Given exercise >> Give the number of lines below that contain the string "wheel", counting case as significant. Reply with the number alone.

Records for the task >>
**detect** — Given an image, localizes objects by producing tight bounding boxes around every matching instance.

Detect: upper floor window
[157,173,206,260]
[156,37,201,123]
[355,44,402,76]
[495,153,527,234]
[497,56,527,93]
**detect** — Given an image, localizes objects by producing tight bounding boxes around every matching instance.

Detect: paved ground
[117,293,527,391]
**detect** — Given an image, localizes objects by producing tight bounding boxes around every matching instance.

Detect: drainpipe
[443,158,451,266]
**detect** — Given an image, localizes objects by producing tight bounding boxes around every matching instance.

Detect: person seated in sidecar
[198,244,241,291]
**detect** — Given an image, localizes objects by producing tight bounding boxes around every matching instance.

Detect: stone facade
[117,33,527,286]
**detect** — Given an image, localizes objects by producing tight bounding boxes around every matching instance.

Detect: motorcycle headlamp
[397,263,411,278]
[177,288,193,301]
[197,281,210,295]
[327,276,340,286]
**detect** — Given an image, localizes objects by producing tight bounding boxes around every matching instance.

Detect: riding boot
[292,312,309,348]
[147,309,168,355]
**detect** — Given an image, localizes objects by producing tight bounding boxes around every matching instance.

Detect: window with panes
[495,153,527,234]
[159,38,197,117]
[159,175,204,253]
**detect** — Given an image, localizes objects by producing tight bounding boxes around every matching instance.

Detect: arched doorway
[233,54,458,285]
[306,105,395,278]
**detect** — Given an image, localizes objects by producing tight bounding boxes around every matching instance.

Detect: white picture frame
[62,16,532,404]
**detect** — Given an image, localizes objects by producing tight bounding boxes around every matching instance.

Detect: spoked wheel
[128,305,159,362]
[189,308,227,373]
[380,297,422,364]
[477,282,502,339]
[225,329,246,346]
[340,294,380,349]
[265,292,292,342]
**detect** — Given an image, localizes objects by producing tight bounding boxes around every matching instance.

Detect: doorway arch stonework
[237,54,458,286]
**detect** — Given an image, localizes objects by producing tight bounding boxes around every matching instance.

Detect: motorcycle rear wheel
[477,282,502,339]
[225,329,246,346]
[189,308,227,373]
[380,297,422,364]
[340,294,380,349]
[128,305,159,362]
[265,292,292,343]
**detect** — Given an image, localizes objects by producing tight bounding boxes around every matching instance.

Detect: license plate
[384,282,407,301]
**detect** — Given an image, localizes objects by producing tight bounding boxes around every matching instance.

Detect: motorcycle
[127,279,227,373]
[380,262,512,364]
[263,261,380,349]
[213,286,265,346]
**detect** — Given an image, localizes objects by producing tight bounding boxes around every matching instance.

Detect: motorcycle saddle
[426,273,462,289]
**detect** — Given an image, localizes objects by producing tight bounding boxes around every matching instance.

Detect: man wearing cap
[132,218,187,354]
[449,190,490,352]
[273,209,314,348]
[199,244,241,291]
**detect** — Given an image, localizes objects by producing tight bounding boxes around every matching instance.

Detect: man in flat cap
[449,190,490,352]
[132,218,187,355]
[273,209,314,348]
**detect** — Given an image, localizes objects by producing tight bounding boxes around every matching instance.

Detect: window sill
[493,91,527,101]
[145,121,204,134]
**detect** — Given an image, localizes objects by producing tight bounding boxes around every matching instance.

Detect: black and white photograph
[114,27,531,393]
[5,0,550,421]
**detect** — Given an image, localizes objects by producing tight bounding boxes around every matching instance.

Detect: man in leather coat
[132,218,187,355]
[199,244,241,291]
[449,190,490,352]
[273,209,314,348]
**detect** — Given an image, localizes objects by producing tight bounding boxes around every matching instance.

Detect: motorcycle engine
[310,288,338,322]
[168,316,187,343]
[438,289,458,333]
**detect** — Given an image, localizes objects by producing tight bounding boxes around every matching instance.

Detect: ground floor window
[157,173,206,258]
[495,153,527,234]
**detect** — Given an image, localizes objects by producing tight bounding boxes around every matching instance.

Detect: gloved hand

Solution to this task >> 2